▸ Given problem:
Starting at the line that contains "of the valley.", copy each line through the final one exactly as written.

▸ Data shown:
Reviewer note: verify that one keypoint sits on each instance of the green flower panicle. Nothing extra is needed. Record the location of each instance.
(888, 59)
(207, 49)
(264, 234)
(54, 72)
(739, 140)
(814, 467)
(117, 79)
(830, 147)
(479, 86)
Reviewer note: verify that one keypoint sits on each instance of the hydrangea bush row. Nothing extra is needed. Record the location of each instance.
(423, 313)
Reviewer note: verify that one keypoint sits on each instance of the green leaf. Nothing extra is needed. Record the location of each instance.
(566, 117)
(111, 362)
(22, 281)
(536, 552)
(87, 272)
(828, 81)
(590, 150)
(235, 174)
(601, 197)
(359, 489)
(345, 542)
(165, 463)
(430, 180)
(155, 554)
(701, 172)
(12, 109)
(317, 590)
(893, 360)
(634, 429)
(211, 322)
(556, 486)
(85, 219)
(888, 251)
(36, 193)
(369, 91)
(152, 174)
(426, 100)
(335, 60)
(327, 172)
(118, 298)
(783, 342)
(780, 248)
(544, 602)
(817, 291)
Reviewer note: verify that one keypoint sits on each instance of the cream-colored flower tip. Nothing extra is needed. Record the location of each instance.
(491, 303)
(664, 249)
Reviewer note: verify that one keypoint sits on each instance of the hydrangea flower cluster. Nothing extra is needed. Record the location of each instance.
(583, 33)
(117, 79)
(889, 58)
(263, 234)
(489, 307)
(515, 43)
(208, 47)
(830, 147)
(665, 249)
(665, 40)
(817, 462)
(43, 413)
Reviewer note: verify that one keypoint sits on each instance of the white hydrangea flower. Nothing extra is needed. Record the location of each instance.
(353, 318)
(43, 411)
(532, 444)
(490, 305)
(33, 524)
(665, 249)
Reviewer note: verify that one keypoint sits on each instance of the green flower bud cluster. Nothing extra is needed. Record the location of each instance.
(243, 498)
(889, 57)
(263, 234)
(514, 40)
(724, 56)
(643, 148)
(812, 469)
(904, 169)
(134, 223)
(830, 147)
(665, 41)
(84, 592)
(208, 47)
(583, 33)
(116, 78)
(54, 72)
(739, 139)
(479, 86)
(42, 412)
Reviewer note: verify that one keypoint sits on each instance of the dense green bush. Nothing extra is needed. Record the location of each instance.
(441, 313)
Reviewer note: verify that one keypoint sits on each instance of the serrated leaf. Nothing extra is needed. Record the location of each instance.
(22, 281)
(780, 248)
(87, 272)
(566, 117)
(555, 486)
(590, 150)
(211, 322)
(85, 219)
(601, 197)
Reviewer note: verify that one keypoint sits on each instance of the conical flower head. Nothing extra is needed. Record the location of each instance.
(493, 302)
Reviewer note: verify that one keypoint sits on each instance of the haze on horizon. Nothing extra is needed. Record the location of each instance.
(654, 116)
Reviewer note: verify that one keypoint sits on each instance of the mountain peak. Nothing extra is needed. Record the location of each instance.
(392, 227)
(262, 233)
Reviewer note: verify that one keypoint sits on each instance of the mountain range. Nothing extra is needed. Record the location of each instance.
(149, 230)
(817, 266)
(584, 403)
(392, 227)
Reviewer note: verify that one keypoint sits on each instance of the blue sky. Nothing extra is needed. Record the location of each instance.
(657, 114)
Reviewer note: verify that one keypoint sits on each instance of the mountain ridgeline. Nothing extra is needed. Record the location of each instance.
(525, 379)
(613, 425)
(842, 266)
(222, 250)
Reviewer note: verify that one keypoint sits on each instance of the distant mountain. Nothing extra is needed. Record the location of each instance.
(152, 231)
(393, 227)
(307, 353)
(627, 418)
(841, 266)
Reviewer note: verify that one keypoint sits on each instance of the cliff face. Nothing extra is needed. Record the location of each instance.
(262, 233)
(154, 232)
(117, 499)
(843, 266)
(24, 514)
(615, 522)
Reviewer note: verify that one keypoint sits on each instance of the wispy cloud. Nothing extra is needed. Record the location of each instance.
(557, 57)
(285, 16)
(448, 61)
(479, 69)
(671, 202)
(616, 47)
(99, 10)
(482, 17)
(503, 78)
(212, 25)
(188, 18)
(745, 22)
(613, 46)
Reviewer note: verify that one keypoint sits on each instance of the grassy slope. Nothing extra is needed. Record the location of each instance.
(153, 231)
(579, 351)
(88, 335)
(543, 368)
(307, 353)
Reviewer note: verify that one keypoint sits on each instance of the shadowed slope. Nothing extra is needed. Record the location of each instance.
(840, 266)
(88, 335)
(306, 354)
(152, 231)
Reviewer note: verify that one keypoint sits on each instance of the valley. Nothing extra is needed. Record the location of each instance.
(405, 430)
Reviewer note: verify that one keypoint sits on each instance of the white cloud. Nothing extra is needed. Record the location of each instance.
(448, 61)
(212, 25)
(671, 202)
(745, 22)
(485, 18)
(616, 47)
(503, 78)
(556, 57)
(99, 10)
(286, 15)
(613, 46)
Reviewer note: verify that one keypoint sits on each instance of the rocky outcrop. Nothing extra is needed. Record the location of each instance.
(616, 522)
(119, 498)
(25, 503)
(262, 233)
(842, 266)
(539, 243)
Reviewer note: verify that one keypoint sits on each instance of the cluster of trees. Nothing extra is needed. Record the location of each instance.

▸ Finished task:
Reviewer note: verify that one keypoint sits on each instance of the valley. Nothing extra is needed. Record the location of each instance.
(405, 430)
Reviewer note: verify that one keypoint sits on each instance of the white cloud. Nothing extra is needed. Record the location of each instance.
(448, 61)
(212, 25)
(671, 202)
(745, 22)
(485, 18)
(616, 47)
(503, 78)
(556, 57)
(99, 10)
(286, 15)
(613, 46)
Reviewer note: verify that one keypoint sits on each instance of the rocky outcrop. Nothing extra is needed. Record the location of each instance.
(616, 522)
(119, 498)
(25, 503)
(262, 233)
(842, 266)
(539, 243)
Reviewer note: verify that one keypoint sits on each instance of the cluster of trees. Nothing extra is needed. Record the location of each instance.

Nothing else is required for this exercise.